§ Exercise prompt
Pull each row below out verbatim, leaving the pictures out of your answer.

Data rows

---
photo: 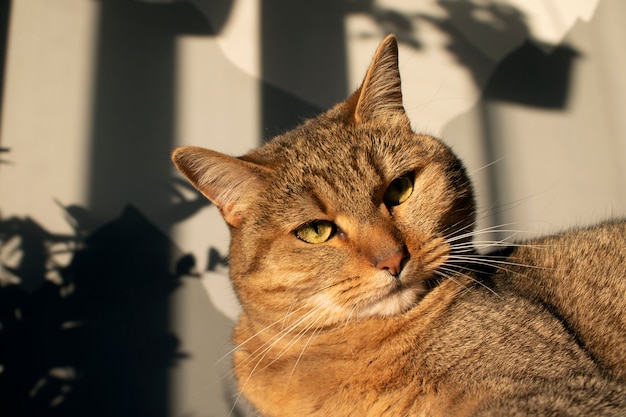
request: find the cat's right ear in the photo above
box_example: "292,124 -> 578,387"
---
172,146 -> 269,227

§ Correct response
---
photo: 
request: find the cat's right ear in the photo above
box_example: "292,124 -> 578,387"
---
172,146 -> 269,227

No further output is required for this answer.